ACTION ITEM – An exact copy of all the entries is needed, with no images in it.

### DATA RECORDS

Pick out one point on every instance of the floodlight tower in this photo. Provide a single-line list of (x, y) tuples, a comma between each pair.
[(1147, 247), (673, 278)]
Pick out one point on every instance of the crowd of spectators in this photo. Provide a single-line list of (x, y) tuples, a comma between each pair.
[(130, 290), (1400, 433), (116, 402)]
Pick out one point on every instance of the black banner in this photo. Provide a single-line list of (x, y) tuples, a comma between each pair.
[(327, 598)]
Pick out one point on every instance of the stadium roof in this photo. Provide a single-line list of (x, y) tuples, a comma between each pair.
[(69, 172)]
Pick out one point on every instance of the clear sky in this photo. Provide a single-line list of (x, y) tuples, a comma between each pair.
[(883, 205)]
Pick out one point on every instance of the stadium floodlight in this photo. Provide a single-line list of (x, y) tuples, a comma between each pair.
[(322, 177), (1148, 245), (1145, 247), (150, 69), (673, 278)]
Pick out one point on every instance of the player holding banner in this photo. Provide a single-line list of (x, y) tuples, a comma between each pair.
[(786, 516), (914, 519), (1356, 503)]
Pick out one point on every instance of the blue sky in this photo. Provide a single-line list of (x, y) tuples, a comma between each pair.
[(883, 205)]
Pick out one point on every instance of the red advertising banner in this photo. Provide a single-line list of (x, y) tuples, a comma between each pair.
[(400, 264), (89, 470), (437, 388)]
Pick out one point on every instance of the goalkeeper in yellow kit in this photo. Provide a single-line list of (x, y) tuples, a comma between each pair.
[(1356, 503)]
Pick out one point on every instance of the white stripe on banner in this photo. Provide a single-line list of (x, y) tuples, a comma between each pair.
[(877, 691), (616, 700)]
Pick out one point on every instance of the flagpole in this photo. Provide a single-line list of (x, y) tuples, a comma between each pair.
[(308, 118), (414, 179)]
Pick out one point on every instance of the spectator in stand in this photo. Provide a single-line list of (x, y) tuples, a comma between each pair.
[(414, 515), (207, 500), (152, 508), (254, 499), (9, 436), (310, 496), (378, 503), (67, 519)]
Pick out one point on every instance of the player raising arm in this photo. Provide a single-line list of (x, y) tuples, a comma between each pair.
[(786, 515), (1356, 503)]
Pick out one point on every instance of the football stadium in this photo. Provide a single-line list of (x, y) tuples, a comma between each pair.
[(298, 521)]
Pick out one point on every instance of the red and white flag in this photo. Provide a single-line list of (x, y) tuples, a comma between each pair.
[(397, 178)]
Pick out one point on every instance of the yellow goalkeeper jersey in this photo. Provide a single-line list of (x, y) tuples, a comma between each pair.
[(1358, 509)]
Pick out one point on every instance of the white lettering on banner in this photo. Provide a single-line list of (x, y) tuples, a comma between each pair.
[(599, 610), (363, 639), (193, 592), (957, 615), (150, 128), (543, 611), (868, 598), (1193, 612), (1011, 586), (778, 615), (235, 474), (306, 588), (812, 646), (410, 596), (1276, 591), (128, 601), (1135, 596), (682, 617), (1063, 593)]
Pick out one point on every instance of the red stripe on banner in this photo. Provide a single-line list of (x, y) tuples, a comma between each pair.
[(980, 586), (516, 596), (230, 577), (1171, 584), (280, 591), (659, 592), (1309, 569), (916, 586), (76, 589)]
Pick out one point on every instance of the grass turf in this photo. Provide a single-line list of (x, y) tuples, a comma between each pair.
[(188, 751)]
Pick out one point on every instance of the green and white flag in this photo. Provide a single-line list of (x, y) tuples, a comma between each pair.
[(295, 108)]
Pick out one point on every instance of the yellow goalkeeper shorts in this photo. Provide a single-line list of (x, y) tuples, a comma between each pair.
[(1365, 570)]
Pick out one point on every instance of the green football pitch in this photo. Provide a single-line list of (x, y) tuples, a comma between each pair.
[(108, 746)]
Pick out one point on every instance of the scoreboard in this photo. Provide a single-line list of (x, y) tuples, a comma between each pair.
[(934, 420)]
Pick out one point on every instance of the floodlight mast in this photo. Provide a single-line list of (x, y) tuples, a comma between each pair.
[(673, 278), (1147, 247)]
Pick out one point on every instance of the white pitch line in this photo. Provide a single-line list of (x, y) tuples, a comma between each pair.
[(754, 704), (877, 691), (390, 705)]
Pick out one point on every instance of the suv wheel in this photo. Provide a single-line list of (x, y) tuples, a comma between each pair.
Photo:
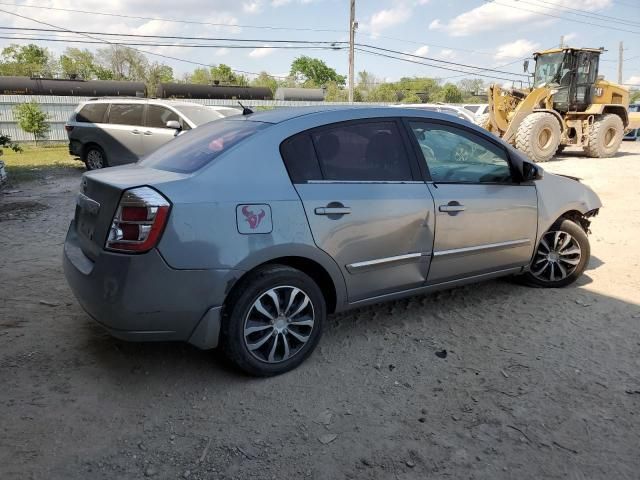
[(274, 322), (94, 158)]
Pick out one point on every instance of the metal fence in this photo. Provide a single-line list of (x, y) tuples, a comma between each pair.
[(60, 109)]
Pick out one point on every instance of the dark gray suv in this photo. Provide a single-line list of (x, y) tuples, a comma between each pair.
[(107, 132), (247, 232)]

######

TASK RESPONSE –
Pick out one point on every instance of the floodlight tower in this photo. Provide a single-line list of (x, y) tuples, a comma between each pair.
[(1147, 247), (673, 278)]
Pick out one point on every instance of the crowd of spectators in this photo. Provide a single-line list of (x, y) tuples, a comma between each pair.
[(130, 290), (1400, 433), (116, 402)]
Pick out one point on every instance of the black banner in this photo. Provide a single-line list of (x, y) tuples, a comma between each pair.
[(327, 598)]
Pick out one point on every instance of the stadium roof in this photo. Provide a single-line list of (x, y) tuples, a comma between each pair.
[(69, 172)]
Pick out one point on every instance of the clear sky in this photo. Provide a single-line list of (x, y) tuples, a comma between each pair.
[(883, 205)]
Pick out one point on every instance of the stadium floodlight in this photo. Provide a single-line list of (x, y) tuples, a comma between each pair.
[(322, 177), (1148, 245), (1145, 247), (150, 69), (673, 278)]
Pick out one point on every instance of the player holding banner in this photo. Provide a single-line list of (x, y) tuples, a comma between each pair.
[(786, 516), (914, 519), (1356, 503)]
Pick out one point on every instance of the blue sky in this photo. Provide a single-line list of (x, y) tuples, a comma between each pair.
[(883, 205)]
Pick out one point on every instance of the red advertising banner in this photo. Provide a single-line list of (x, y) tuples, a comma between each pair.
[(400, 264), (89, 470), (437, 388)]
Pick out one point on every instance of the goalkeeper in yellow kit in this photo. Provide a single-line list of (x, y) tuples, a comma between each pair.
[(1356, 503)]
Pick out one point on every instance of the white stripe on banner in this photo. Provide a single-line list of (x, y) tuples, a comma between each pair.
[(877, 691), (616, 700)]
Pick out one point on every instance of the flagpole in this photo. Provide a single-line list of (x, y) tuples, a comma between each pair.
[(308, 118), (414, 179)]
Pick out one point on every instance of the spectator in stand in this photo. Provide a single-line list of (x, y) tuples, a comma between each pair.
[(414, 515), (207, 500), (152, 508), (254, 499), (9, 436), (310, 496), (378, 503), (67, 519)]
Pick out one point on every instance of the player raising arm in this photo. Provide a single-line list of (x, y) tuples, a comma between each pair.
[(786, 515), (1356, 503)]
Pick out one point on every instance of the football stadium in this photo. Provide a single-line list of (x, y) tuples, a comma between each pair.
[(298, 521)]
Pick out one point on every instance of the red and white flag in this photo. Provide a single-line list of (x, y) tuples, a comma between each pair.
[(397, 178)]
Pick out one point on every instance of the yellow goalkeeper jersey in this photo. Provide a single-line list of (x, y) tuples, a comma between each pair.
[(1358, 509)]
Pick out one point on every instance of the white lettering on banner in this photo. Provide a single-line list of (x, y) tuples, a comma between each pair.
[(599, 610), (363, 639), (193, 592), (957, 615), (150, 128), (543, 611), (868, 598), (1193, 612), (1011, 586), (778, 615), (235, 474), (306, 588), (812, 646), (410, 596), (1276, 591), (128, 601), (1135, 596), (682, 617), (1063, 593)]
Pick out one point on every instance of the red stripe on banner in this photo. Provide a single-line list of (x, y) tuples, a comma between each pair.
[(980, 586), (516, 596), (230, 577), (1171, 584), (280, 591), (659, 592), (1309, 569), (916, 586), (76, 589)]
Pick out one point on every instance of the grass turf in this photo. Provide a single-line list of (x, y) tuples, a comma between each pair.
[(188, 751)]
Pick out one point on every instance of the green and white flag in this photo. Provide a single-line list of (x, y) tuples, a comma between each pair.
[(295, 108)]
Pick out one point on every instance of the yellow goalkeeper shorts in this photo. Provide a single-line list of (x, y) tuples, a comma between each pair.
[(1365, 570)]
Pick out one point on every instance of the green football pitch in this photo. Provide a single-line list of (x, y) tuples, a comma between each pair.
[(108, 746)]
Pick out one point on every instance of the scoreboard in this photo. Provide a single-line list of (x, y) tuples, a comma between each pair.
[(934, 420)]
Pick out one point on every instance of the floodlight mast in this photo. Provide a single-line list of (x, y) tuples, a comma between each pair.
[(673, 278), (1147, 247)]
Pick out one point on every instance of the white pitch line in this photo. Provide a single-line list of (x, y) tuples, a comma between each pair.
[(754, 704), (877, 691), (390, 705)]
Pick out one point on every instance of the suv wheel in this photo. Provide a single-line list of (x, y) tuples, a comma between each pair.
Photo:
[(274, 322), (94, 158)]
Pick out one point on every instance of the metal fence in this photo. Provide a single-line list of (x, y) tuples, a comma between each pair.
[(60, 109)]
Pick out one point on every instance of the dark gray suv in this photo. Provide a single-line list of (x, y) tuples, a comma between each pair.
[(107, 132), (247, 232)]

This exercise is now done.